Python爬蟲（十）——股票定向爬蟲

def getHTMLText(url, code='utf-8'):
    try:
        r = requests.get(url, timeout=30)
        r.raise_for_status()
        r.encoding = code  # 判斷編碼時間會消耗很多時間，所以我們提前去網站上了解編碼類型
        return r.text
    except:
        return ""

getStockList(lst, stockUrl)

我們先得到股票列表。通過觀察網頁源代碼，我們發現上證和深證的股票編碼可以用以下的正則表達式表示：

r'[s][hz]\d{6}'

然后我們查詢網站的編碼類型：

編碼類型

代碼：

def getStockList(lst, stockUrl):
    html = getHTMLText(stockUrl, 'GB2312')  # 填上在網頁代碼中看到的編碼方式
    soup = BeautifulSoup(html, 'html.parser')
    a = soup.find_all('a')
    for i in a:
        try:
            href = i.attrs['href']
            lst.append(re.findall(r'[s][hz]\d{6}', href)[0][2:])
        except:
            continue

getStockInfo(lst, stockUrl)

最后我們對股票列表中的股票進行查詢后提取股票的信息。這時我們需要在網頁代碼中找到我們需要的信息。我們發現整個股票的信息都在一個table中：

股票所有信息

進一步觀察發現股票名字在一個class='Lfont’的標簽中：

股票名稱

而其他的信息都在一個class='Rlist’的標簽中：

股票信息

在充分了解相關信息的name和attrs后，我們利用BeautifulSoup提取出相關信息再將其存入excel表格中。

代碼：

def getStockInfo(lst, stockUrl):
    count = 0
    wb = xlwt.Workbook(encoding='utf-8')
    ws = wb.add_sheet('股票')
    ws.write(0, 0, label='股票名稱')
    ws.write(0, 1, label='信息')
    for stock in lst:
        url = stockUrl+stock+'.html'  # 得到每個股票代碼的網頁
        html = getHTMLText(url)

**任務說明**:
續寫上面的股票定向爬蟲教學，從最後一行程式碼之後接著寫下去。

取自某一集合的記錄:

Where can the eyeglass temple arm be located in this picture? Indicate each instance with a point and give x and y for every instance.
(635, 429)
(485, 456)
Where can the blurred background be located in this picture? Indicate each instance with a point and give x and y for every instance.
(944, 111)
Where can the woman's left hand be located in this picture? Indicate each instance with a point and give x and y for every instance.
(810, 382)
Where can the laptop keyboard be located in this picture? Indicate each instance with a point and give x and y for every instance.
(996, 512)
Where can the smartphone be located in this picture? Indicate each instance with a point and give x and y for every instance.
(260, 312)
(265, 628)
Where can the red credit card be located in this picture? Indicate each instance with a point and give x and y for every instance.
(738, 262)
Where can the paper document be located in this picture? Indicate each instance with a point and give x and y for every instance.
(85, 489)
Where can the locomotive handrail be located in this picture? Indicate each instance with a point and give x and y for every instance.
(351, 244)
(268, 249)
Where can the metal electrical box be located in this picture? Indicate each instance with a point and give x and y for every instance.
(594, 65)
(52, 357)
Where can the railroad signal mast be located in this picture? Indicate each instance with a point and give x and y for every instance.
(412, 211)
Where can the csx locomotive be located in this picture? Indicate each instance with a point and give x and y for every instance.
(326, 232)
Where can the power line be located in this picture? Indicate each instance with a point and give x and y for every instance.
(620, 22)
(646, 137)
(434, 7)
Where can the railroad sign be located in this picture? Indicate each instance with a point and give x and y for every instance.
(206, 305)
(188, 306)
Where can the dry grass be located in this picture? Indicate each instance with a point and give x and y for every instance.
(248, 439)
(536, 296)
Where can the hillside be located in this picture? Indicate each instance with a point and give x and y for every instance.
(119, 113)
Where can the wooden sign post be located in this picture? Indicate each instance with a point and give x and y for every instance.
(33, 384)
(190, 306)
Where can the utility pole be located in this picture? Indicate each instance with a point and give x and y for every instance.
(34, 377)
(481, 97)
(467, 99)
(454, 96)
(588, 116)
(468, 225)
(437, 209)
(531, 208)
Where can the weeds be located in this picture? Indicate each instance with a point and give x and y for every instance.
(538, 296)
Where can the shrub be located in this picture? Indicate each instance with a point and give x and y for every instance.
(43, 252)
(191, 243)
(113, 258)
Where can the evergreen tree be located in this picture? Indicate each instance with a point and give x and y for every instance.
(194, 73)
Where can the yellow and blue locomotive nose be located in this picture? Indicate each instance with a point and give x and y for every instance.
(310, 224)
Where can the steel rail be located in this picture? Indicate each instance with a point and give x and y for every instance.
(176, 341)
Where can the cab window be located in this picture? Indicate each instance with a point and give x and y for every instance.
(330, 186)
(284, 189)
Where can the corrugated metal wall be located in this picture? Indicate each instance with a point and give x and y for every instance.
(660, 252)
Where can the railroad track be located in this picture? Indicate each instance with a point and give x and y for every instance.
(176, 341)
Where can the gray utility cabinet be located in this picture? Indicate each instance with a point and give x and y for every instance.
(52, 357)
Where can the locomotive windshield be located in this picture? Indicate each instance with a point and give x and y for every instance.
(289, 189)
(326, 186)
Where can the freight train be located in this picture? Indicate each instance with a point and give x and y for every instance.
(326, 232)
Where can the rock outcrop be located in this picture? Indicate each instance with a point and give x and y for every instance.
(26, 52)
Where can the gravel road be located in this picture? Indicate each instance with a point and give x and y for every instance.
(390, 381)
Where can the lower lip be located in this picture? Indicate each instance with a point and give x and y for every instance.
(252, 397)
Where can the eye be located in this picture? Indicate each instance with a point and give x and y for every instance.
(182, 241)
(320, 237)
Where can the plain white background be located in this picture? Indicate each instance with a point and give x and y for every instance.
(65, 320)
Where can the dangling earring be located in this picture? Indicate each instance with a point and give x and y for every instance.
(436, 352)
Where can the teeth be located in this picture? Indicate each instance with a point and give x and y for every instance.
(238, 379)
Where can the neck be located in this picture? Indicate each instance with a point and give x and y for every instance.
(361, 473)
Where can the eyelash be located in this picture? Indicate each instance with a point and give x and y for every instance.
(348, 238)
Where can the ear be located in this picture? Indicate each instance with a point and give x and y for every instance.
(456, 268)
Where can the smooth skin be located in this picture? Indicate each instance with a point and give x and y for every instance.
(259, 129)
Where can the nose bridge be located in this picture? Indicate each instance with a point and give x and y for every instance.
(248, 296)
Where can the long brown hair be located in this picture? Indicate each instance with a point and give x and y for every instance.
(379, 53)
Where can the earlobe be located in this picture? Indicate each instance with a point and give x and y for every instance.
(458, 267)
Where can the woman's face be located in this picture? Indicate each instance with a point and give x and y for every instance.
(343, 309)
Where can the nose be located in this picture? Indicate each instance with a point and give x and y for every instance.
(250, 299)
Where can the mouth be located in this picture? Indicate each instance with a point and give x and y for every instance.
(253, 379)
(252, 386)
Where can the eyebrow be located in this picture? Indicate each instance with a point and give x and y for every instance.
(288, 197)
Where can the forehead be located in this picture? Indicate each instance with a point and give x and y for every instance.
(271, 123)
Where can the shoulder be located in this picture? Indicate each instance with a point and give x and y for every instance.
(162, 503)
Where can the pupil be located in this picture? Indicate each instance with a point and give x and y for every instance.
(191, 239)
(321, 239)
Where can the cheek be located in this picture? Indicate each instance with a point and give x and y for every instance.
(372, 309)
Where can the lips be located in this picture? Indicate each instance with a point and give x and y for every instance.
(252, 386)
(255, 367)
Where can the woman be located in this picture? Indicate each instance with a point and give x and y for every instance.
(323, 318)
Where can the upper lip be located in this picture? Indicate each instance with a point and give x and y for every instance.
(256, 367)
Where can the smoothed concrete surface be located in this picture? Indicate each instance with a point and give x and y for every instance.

**本題答案**:
        try:
            if html == "":
                continue
            infoDict = {}
            soup = BeautifulSoup(html, 'html.parser')
            stockInfo = soup.find('table', attrs={
                                  'style': 'width:550px;border:0;padding:0;border-collapse:collapse;'})
            if stockInfo:
                name = stockInfo.find('div', attrs={'class': 'Lfont'})
                infoDict.update({'股票名稱': name.text})
                table = stockInfo.find('td', attrs={'class': 'Rlist'})
                keyList = table.find_all('td')
                key = ''
                for td in keyList:
                    key = key+(td.text+'\n')
                infoDict['信息'] = key
                count += 1
                ws.write(count, 0, label=infoDict['股票名稱'])
                ws.write(count, 1, label=infoDict['信息'])
                print('\r當前進度：{:.2f}&'.format(count*100/len(lst)),
                      end='')  # /r能夠將打印的光標提到行首
        except:
            print('\r當前進度：{:.2f}&'.format(count*100/len(lst)), end='')
            traceback.print_exc()
            continue
    wb.save('股票.xls')

完整代碼

import requests
from bs4 import BeautifulSoup
import traceback
import re
import xlwt


def getHTMLText(url, code='utf-8'):
    try:
        r = requests.get(url, timeout=30)
        r.raise_for_status()
        r.encoding = code  # 判斷編碼時間會消耗很多時間，所以我們提前去網站上了解編碼類型
        return r.text
    except:
        return ""


def getStockList(lst, stockUrl):
    html = getHTMLText(stockUrl, 'GB2312')  # 填上在網頁代碼中看到的編碼方式
    soup = BeautifulSoup(html, 'html.parser')
    a = soup.find_all('a')
    for i in a:
        try:
            href = i.attrs['href']
            lst.append(re.findall(r'[s][hz]\d{6}', href)[0][2:])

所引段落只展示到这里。